→ **Выбранный текст**
+++++

Константин Богуцкий - Гермес Трисмегист и герметическая традиция Востока и Запада
При всем том и пантеистический герметизм допустил восхождение человеческой души к божеству и ее нисхождение - это в отличие от дуализма - в звериные тела. Действительно, разум (nus) разлит по всему миру; имеется он и у зверей, у которых мы его называем "природой", т. е., по-нашему, инстинктом (тр. 21). Восхождение достигается благодаря добродетелям, особенно благочестию; нисхождение - кара за пороки. Общая схема, таким образом, одинакова - только содержание стало иным.
Так-то двойственность старинной мифологемы - Гермес-Разум и Гермес-Космос - стала роковой для всего дальнейшего развития герметизма; он запутался в скрещивающихся нитях дуалистических и пантеистических концепций и запутался безысходно. Разделение на два толка много бы способствовало выяснению дела, но именно его не последовало: все, кто веровал в Гермеса, принадлежали к той же герметической общине; книги откровения были общим достоянием - все равно, имели ли они первоначально дуалистический или пантеистический характер. Борьба сказывалась в том, что к резким появлениям того или другого направления делались полемические приписки противоположного характера: а позднее стали писать примирительные трактаты, вроде много раз упомянутого "Ключа", в которых враждующие учения растворялись в высшем - увы, недостижимом - единстве. Видно, герметизму недоставало той пламенной веры в непреложность откровения, которая обеспечила победу его великому сопернику - христианству.

+++++

→ **Фрагменты данных**
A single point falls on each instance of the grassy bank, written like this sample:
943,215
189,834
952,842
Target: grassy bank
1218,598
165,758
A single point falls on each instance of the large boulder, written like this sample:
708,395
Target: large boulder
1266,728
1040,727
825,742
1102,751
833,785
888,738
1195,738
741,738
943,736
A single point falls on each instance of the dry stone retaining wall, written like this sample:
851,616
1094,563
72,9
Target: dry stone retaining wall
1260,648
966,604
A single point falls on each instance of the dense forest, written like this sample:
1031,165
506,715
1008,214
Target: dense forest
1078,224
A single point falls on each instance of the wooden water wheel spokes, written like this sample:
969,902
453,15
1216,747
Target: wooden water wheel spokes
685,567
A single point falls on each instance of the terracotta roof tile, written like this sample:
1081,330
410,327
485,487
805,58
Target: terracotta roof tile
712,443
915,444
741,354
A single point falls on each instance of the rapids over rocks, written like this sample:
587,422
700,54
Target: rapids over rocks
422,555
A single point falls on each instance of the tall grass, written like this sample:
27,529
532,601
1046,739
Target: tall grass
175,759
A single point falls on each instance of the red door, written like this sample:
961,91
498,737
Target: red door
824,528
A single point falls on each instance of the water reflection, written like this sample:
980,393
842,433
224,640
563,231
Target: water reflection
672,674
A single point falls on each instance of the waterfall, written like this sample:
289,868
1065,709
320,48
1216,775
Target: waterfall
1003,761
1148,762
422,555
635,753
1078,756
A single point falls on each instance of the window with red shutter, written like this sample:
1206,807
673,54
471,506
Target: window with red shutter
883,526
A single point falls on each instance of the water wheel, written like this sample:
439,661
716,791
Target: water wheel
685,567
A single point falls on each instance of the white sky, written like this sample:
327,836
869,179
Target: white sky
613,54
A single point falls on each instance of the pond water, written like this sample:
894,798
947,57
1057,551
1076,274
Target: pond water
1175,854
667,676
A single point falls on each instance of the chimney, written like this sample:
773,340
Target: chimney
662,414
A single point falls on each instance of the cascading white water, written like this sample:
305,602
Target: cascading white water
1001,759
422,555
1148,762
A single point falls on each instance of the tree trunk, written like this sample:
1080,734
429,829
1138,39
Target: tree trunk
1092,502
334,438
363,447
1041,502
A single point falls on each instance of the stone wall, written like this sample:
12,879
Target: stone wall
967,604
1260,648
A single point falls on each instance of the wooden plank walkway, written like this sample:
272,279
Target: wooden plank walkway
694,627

+++++

→ **Задания**
A: Переведите на английский предложение из текста о герметизме: «Восхождение достигается благодаря добродетелям, особенно благочестию; нисхождение - кара за пороки.»
B: Что, согласно тексту о герметизме, обеспечило победу христианству?
C: Допишите следующую часть текста о герметизме, начиная после его последнего предложения.

→ **Готовые ответы**
A: Ascent is achieved through the virtues, especially piety; descent is the punishment for vices.

B: Пламенная вера в непреложность откровения.

C:
XII
Христианство ни разу не упоминается в герметических трактатах; все же его близость чувствуется нами при внимательном их чтении. Главное последствие этой близости состояло в том, что пантеистическое направление чем далее, тем более стало преобладать над дуалистическим. Действительно, христианство покоилось на дуализме, имея в своем основании представление о богоотчужденной природе: дуалистический герметизм, вроде пемандровых откровений, будучи посредствующим типом между дуалистическим христианством и пантеистическим герметизмом, был этим самым обречен на исчезновение. Вот почему именно последние герметические трактаты - "Дева Мира", "Асклепий" - принадлежат более или менее явно к пантеистическому направлению.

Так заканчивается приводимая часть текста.